* Work to be completed:
Output all of the records exactly as written.
***** Data rows *****
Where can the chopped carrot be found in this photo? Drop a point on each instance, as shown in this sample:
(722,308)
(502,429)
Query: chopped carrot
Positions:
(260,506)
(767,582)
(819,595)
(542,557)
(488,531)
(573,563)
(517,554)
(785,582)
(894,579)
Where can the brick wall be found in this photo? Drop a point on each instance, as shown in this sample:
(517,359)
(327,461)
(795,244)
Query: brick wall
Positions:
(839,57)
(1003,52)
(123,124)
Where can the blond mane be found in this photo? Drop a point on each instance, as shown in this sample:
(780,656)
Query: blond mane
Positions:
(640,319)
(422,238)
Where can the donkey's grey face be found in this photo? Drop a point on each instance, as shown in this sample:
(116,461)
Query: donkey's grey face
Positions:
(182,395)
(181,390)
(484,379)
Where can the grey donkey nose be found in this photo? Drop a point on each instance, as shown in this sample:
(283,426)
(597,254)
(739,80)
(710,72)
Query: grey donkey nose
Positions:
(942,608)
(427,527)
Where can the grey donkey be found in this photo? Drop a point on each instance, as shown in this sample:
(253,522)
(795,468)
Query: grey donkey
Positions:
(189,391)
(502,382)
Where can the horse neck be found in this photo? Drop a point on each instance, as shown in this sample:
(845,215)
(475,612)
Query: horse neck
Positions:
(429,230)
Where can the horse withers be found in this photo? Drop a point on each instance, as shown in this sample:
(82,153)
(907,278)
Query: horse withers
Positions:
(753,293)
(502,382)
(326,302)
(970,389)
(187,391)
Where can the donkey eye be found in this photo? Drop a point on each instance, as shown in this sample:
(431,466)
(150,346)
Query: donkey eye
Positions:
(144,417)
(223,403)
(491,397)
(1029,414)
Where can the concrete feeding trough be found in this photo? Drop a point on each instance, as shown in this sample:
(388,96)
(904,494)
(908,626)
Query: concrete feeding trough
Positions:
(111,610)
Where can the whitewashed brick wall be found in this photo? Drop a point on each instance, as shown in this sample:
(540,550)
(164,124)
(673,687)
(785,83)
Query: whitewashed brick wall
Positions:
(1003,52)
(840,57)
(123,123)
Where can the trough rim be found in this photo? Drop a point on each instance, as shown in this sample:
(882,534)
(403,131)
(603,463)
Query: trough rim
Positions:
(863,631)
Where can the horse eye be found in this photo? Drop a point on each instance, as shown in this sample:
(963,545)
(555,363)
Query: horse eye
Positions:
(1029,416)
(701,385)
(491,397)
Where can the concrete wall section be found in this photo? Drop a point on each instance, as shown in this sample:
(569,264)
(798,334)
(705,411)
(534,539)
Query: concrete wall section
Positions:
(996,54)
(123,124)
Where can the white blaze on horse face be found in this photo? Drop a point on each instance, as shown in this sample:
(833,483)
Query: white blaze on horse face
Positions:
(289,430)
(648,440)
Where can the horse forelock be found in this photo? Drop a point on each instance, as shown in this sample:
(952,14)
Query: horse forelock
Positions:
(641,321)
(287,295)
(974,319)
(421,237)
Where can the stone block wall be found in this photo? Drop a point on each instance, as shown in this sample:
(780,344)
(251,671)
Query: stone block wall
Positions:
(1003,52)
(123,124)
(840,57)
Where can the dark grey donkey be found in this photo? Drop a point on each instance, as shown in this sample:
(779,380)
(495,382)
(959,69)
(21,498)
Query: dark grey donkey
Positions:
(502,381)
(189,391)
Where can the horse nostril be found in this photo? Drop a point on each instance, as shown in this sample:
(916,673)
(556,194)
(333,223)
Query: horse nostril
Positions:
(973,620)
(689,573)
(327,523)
*****
* Correct output:
Where can the chopped carrot be found in this photo? Drop a point on each instance, as shown in this sample:
(722,308)
(502,429)
Query: chopped carrot
Positions:
(260,506)
(767,582)
(819,595)
(542,557)
(488,531)
(573,563)
(517,554)
(785,582)
(894,579)
Where can the brick wall be found in this photo? Drop a point on each instance, as shown in this sample:
(517,359)
(327,461)
(795,244)
Query: brick wall
Positions:
(839,57)
(1003,52)
(123,124)
Where can the blond mane be found in this photo? Drop a point on each instance, as shown in this sample:
(780,656)
Query: blond mane
Positions:
(640,319)
(422,238)
Where can the donkey's grey face be found in this photo? Drop a point on each instance, as shown in this sample:
(116,461)
Query: donkey's grey face
Positions:
(182,395)
(181,390)
(484,379)
Where can the grey donkey nose be found in this photo? Drop a point on each instance, as shown in this sample:
(283,426)
(597,254)
(739,80)
(710,72)
Query: grey donkey nose
Positions:
(942,608)
(427,527)
Where can the grey donkey be found in this photo? Drop a point on each instance, as shown in this sample:
(253,522)
(795,468)
Query: grey donkey
Positions:
(189,391)
(502,382)
Where can the horse neck be found in this photo? Drop a point on each instance, as shown in this sample:
(845,215)
(475,612)
Query: horse neck
Positions:
(429,230)
Where can the horse withers be found in this photo? Drop a point on each instance, as shown in this sample:
(82,153)
(907,278)
Query: horse withers
Positions:
(753,293)
(502,382)
(326,302)
(970,389)
(187,391)
Where can the donkey eye be found in this photo? Drop a point on each instance, as shown in this sample:
(431,466)
(150,346)
Query: donkey eye
Positions:
(144,417)
(223,403)
(491,397)
(1029,414)
Where can the concrete feeding trough be found in this photo? Drop a point on each instance, as shown in this sample:
(388,96)
(904,494)
(908,626)
Query: concrete feeding trough
Positions:
(111,610)
Where can the whitewashed brick wall be found in this photo? Drop a point on each instance, as shown in this sample:
(540,550)
(164,124)
(673,687)
(785,83)
Query: whitewashed brick wall
Positions:
(1003,52)
(840,57)
(123,123)
Where can the trough rim be found in this photo? Drop a point on each instance, as shown in this sample:
(882,534)
(403,131)
(603,463)
Query: trough rim
Positions:
(863,631)
Where can the horse eye be found in this photo? Drop a point on each instance, as shown in this sample:
(963,545)
(555,363)
Query: horse eye
Positions:
(1029,416)
(701,385)
(491,397)
Where can the concrete wall section be found in this photo? Drop a point on each instance, as shown in this sample:
(569,264)
(798,334)
(705,411)
(534,539)
Query: concrete wall section
Positions:
(996,54)
(123,124)
Where can the white blaze on horse face be found in this photo? Drop a point on each instance, as shown in this sample:
(833,483)
Query: white blaze on horse face
Positions:
(289,430)
(648,440)
Where can the horse forelock be found in this photo? Drop a point on each instance, as shown in this sample:
(952,14)
Query: horse forelock
Positions:
(641,321)
(287,295)
(974,319)
(421,237)
Where can the stone block wall be found in this photo? Drop a point on each instance, as shown in this sample:
(780,344)
(251,671)
Query: stone block wall
Positions:
(1003,52)
(123,124)
(840,57)
Where can the dark grey donkey be found in this photo? Drop a point on each instance, as shown in this sample:
(779,380)
(495,382)
(959,69)
(21,498)
Query: dark grey donkey
Positions:
(502,381)
(189,391)
Where can the horse nostril be found in this photo? Drop a point on each instance, as shown in this sample:
(916,673)
(556,194)
(333,223)
Query: horse nostril
Positions:
(973,620)
(689,573)
(327,523)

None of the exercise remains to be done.